* [TASK DESCRIPTION]: Could you quote the lines below word for word, starting at the first one and ending at the line that contains "16], [200, 0]]", with the picture left out of your answer?

[Begin]

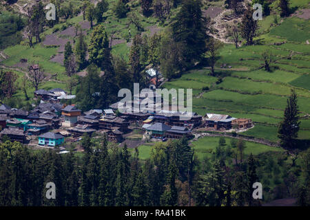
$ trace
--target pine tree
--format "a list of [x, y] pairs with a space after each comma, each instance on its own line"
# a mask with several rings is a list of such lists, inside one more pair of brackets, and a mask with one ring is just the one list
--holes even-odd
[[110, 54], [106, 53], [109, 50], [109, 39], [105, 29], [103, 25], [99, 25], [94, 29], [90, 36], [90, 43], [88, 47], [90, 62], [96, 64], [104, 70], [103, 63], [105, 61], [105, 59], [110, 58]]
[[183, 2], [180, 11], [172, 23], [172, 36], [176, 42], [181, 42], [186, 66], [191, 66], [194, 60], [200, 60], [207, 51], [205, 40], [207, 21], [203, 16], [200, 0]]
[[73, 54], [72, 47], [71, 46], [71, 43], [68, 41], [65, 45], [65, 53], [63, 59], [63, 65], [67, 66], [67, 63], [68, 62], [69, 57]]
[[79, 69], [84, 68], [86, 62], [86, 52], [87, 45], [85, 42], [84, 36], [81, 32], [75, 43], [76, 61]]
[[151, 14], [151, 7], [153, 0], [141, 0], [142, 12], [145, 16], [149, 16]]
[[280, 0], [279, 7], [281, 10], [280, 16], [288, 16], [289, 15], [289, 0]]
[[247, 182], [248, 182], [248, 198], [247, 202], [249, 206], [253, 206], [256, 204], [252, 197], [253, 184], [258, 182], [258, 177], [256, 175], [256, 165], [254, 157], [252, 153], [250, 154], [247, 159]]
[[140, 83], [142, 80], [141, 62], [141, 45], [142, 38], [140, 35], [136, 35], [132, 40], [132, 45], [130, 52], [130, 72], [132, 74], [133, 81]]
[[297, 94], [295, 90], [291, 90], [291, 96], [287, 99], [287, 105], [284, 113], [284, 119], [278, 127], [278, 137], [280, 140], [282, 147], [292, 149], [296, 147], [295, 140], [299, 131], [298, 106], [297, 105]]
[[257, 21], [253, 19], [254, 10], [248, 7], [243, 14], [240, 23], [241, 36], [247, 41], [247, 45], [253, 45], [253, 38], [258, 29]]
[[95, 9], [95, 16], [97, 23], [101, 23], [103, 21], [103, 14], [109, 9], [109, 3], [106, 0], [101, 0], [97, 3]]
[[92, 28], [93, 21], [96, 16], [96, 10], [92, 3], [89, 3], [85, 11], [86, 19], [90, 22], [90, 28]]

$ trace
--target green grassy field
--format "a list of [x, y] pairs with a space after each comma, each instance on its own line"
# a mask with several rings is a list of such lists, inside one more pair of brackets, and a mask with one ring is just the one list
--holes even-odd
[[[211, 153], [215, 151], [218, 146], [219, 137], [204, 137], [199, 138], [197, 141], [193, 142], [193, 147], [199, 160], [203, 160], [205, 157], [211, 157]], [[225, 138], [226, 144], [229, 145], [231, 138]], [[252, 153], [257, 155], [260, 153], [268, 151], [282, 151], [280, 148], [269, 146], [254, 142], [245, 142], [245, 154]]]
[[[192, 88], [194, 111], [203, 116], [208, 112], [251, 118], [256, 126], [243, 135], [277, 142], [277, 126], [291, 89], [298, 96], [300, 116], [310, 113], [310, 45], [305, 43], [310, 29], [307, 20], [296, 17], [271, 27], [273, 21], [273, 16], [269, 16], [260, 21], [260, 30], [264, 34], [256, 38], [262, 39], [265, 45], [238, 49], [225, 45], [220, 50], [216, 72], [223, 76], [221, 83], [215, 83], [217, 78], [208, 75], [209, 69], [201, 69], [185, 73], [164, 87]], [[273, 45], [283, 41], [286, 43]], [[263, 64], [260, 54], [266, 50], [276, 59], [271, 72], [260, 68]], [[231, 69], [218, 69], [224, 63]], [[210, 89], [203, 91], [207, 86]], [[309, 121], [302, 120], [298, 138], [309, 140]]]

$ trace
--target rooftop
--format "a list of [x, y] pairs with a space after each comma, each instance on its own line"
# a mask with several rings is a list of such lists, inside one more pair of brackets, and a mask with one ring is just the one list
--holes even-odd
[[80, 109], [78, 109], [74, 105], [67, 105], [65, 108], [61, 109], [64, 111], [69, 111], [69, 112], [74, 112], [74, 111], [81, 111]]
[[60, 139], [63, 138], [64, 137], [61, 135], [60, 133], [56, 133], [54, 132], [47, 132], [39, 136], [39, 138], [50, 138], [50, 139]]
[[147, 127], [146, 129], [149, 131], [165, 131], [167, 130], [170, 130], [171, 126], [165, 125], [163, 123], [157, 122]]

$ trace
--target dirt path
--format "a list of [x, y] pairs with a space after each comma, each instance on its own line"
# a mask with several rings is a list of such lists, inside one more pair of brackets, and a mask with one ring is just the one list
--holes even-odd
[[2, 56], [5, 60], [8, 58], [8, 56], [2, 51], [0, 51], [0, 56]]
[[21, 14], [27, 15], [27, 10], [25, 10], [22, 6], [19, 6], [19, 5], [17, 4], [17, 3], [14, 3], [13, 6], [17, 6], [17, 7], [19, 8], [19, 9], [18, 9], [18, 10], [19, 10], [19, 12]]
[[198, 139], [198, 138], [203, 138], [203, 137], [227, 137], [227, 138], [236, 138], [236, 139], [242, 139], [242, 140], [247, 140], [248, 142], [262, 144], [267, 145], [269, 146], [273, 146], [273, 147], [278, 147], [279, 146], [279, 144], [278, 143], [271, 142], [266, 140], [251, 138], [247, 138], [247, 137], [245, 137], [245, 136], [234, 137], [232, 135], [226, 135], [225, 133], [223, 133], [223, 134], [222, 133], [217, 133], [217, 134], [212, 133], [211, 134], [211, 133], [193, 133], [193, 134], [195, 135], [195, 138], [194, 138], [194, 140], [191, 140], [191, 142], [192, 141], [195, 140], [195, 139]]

[End]

* [SOLUTION FOR THIS EXERCISE]:
$ trace
--target pine tree
--format "a list of [x, y] pairs with a space after each comma, each instance on its own line"
# a mask with several rings is a list of such lists, inside one more pair of brackets, and a mask with one ring is just the one list
--holes even-odd
[[110, 54], [106, 53], [109, 50], [109, 39], [105, 29], [103, 25], [99, 25], [94, 29], [90, 36], [90, 43], [88, 47], [90, 62], [96, 64], [104, 70], [103, 63], [105, 61], [105, 59], [110, 58]]
[[183, 2], [180, 11], [172, 23], [172, 36], [176, 42], [181, 42], [186, 66], [191, 66], [194, 60], [200, 60], [207, 51], [205, 40], [207, 21], [203, 16], [200, 0]]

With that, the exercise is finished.